> **WRITTEN PROBLEM**
Rewrite the items below so that "pigeon's" becomes "dove's" wherever it occurs, with no other changes. Leave the pictures out of your answer.

> **MATERIAL TO PROCESS**
_ _ _ _ _

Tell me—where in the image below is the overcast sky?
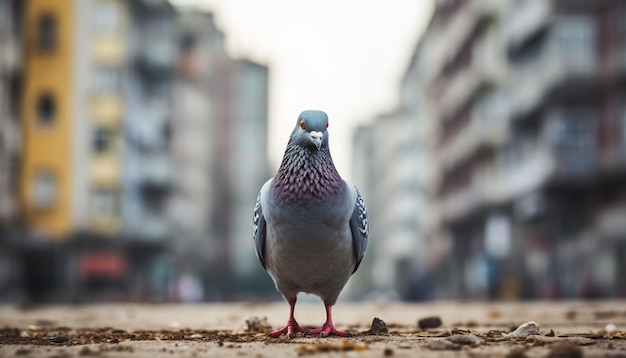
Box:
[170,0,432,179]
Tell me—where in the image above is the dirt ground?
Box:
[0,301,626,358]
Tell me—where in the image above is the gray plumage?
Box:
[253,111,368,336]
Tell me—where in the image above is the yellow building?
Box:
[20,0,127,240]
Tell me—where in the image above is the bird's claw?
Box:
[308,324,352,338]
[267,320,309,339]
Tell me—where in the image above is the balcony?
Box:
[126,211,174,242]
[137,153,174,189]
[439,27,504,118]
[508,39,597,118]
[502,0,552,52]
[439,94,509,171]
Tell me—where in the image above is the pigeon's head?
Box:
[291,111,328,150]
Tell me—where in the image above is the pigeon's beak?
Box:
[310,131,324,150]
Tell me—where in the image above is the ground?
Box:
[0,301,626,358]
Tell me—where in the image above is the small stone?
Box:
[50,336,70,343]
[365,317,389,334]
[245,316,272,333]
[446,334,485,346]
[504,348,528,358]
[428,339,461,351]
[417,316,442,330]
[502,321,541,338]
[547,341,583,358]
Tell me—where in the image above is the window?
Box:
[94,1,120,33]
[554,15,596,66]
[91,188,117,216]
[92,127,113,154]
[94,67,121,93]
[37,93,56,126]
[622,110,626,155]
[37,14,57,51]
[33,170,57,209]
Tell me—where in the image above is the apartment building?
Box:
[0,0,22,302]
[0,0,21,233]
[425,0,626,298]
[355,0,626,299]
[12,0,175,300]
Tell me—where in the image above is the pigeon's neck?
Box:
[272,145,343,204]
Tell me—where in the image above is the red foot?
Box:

_ _ _ _ _

> **EXERCISE RESPONSE**
Tell me—where in the image below is the overcast sky?
Box:
[170,0,432,179]
Tell me—where in the image above is the dirt ground?
Box:
[0,301,626,358]
Tell me—where in the image above is the gray plumage?
Box:
[253,111,368,336]
Tell me—where in the image above is the yellow building?
Box:
[20,0,127,240]
Tell me—where in the image above is the bird's claw?
Box:
[308,324,352,338]
[267,320,309,339]
Tell me—where in the image above is the balcony?
Box:
[126,211,174,242]
[137,153,174,189]
[439,27,504,118]
[508,39,597,118]
[502,0,552,52]
[439,94,509,171]
Tell me—where in the image above is the dove's head?
Box:
[291,111,328,150]
Tell me—where in the image above is the dove's beak?
Box:
[310,131,324,150]
Tell me—where in the image above is the ground?
Box:
[0,301,626,358]
Tell me—where in the image above is the small stone?
Box:
[50,336,70,343]
[365,317,389,334]
[245,316,272,333]
[446,334,485,346]
[504,348,528,358]
[428,339,461,351]
[417,316,442,330]
[502,321,541,338]
[547,341,583,358]
Tell me—where in the image above is the window?
Box:
[94,1,120,33]
[554,15,596,66]
[91,188,117,216]
[92,127,113,154]
[94,67,121,93]
[37,93,56,126]
[622,110,626,155]
[37,14,57,51]
[33,170,57,209]
Tell me—where in the image above is the apartment building?
Box:
[0,0,22,302]
[0,0,21,233]
[425,0,626,298]
[355,0,626,299]
[12,0,175,300]
Tell me—where in the image above is the dove's neck?
Box:
[272,145,343,204]
Tell me—where in the image above is the red foot?
Box:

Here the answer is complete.